Write out the lines from the start of the records through the line with "[[254, 974, 626, 1216]]", both included, and add 137 to every box coordinate in the answers. Leave the pictures out.

[Data for the task start]

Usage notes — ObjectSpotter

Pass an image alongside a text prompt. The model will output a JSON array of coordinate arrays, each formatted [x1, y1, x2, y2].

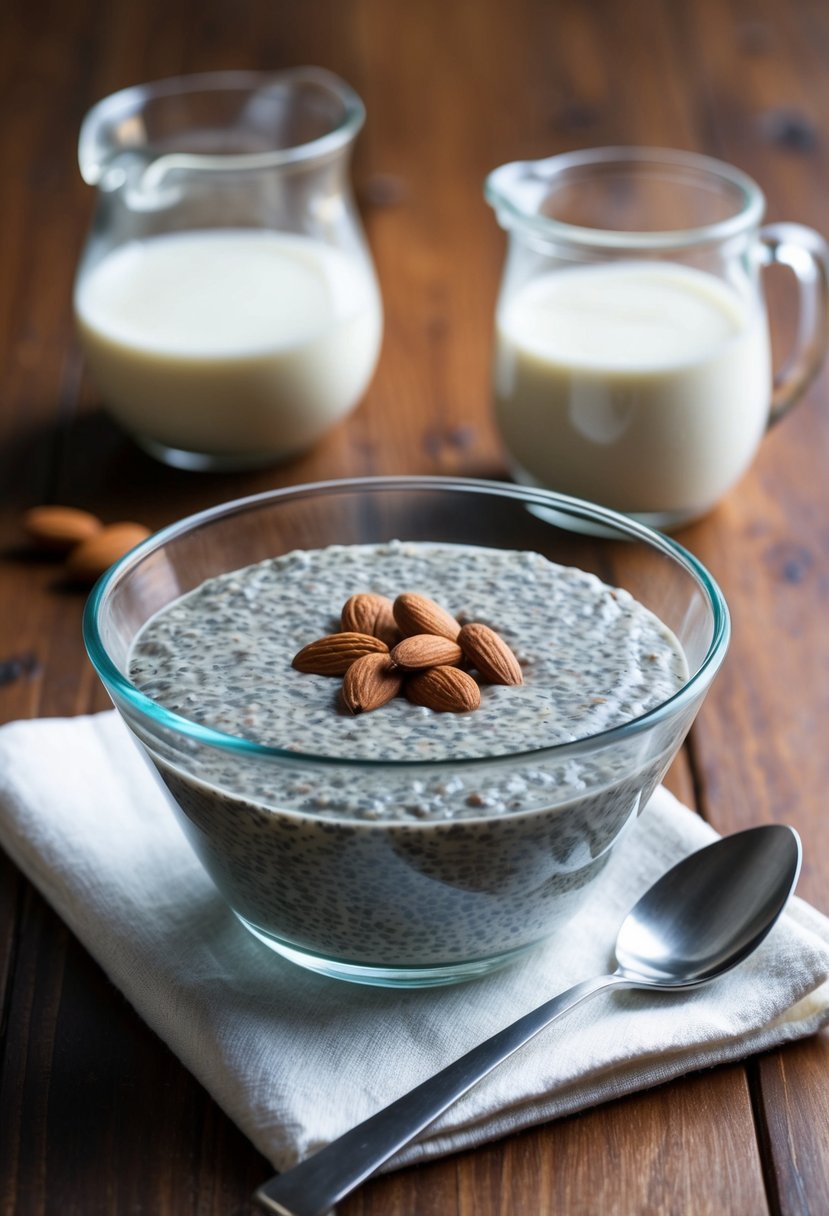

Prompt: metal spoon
[[254, 824, 801, 1216]]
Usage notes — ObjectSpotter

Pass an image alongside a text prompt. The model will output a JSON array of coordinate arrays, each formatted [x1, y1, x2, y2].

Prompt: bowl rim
[[83, 474, 731, 772]]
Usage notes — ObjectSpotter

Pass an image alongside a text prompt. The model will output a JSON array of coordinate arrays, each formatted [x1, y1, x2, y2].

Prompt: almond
[[23, 506, 103, 553], [394, 591, 461, 642], [64, 523, 150, 582], [335, 654, 404, 714], [391, 634, 463, 671], [458, 624, 524, 685], [406, 668, 480, 714], [292, 631, 389, 676], [340, 591, 400, 647]]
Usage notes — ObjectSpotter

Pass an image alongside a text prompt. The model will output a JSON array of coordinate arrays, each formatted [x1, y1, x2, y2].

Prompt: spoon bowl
[[254, 823, 801, 1216], [616, 823, 801, 989]]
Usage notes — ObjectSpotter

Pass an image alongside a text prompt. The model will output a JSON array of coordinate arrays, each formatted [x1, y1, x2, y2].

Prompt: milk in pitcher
[[494, 260, 771, 518], [75, 229, 382, 465]]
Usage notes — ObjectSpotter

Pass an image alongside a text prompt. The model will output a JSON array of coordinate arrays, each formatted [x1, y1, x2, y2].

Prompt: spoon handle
[[254, 974, 626, 1216]]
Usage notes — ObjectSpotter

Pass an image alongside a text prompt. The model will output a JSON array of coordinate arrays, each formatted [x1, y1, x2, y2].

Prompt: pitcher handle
[[760, 224, 829, 427]]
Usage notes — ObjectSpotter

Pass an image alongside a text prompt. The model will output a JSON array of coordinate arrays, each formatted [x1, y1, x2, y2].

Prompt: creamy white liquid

[Data for the task end]

◆ **Exercise output**:
Usage notes — ObjectSpotter

Pass an image alongside a text prompt. The model will output a JSON array of coordinate arrays, each formatted [x1, y1, x2, y2].


Prompt: metal spoon
[[391, 961, 938, 1353]]
Usage notes — ObjectSpotter

Pass an image alongside a text prompt. The model will output a JSON array of coordinate arrays, each formatted [x1, y1, x2, y2].

Prompt: bowl rim
[[220, 611, 868, 909]]
Usage notes — ObjectSpotter

Pass an image alongside a text prompt. The model will output a JSON array of coordinate arrays, each formatted [x1, y1, x2, y2].

Prompt: almond
[[160, 643, 240, 690], [531, 728, 598, 779], [201, 660, 287, 719], [472, 791, 541, 851], [528, 771, 600, 808], [595, 761, 661, 822], [543, 805, 617, 851], [429, 768, 526, 813], [477, 728, 537, 784]]
Usage notes — ObjectSpotter

Pass an image alongside a text prompt. The model will output a JSON array of coordinate arrays, each formatted [x1, y1, x2, y2].

Prompt: spoon bowl
[[391, 960, 938, 1353], [753, 960, 938, 1126]]
Usage notes — ObjectSpotter

Pass an image alongside a text prompt. The model will output a JSON array of coordinate arrays, each formatted [x1, y1, x2, y2].

Prompt: milk in pitcher
[[631, 397, 908, 655], [212, 366, 519, 602]]
Usage notes — ObjectSpotter

Pass an image alongside a text prompt. The model will output a JSON array of coordinate arrays, each formatted [x1, y1, x2, y2].

Prompt: spoon handle
[[391, 1111, 763, 1353]]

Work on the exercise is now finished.